- [YOUR ASSIGNMENT]: Copy everything in the data below exactly except the pictures.
■ ■ ■ ■ ■
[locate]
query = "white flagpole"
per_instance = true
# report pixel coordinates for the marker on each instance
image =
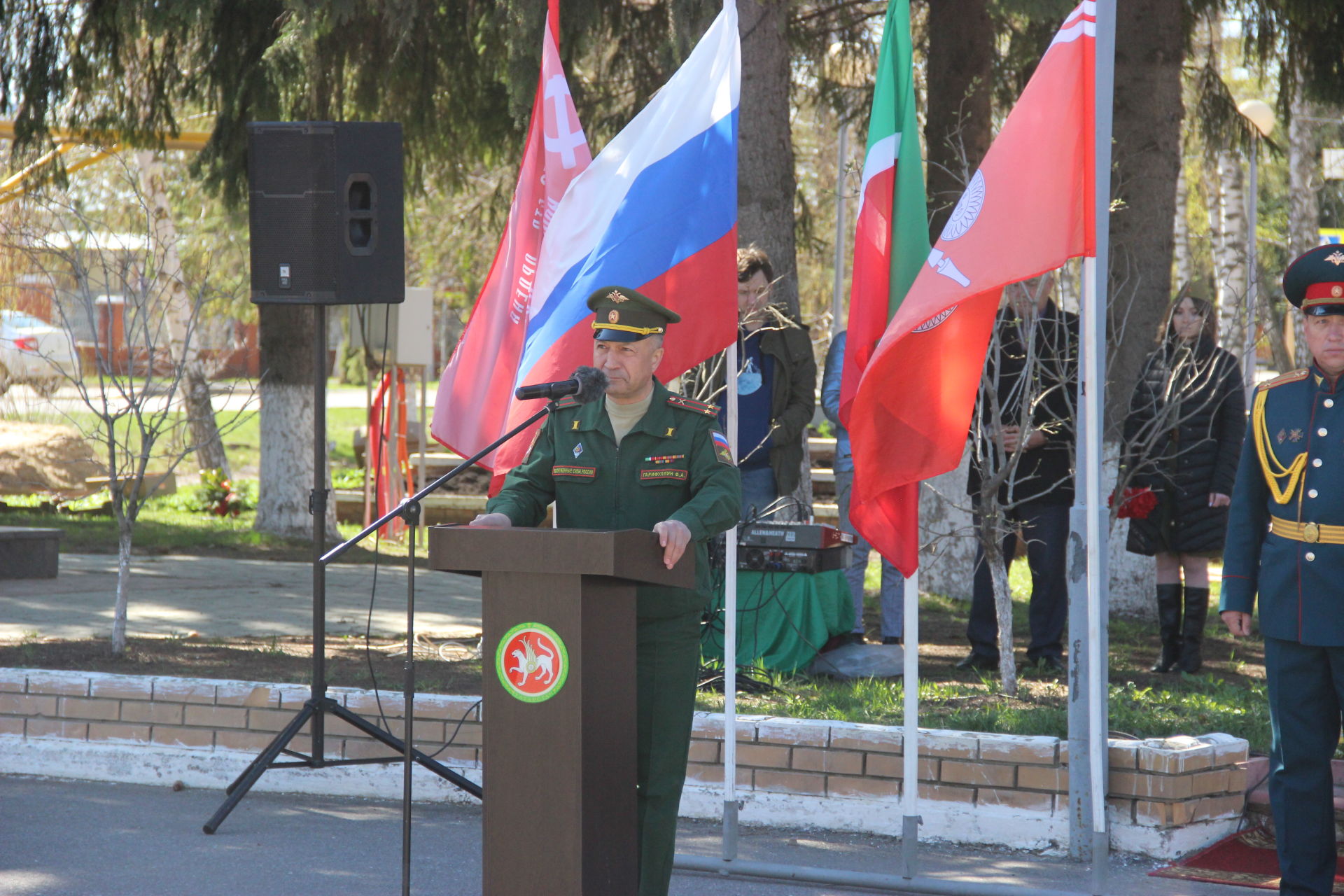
(910, 738)
(1094, 384)
(730, 630)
■ ■ ■ ■ ■
- [FINISHED EXERCISE]:
[locate]
query = "white flagpole"
per_instance = true
# report pixel coordinates for the marker on each instance
image =
(910, 738)
(1094, 384)
(730, 630)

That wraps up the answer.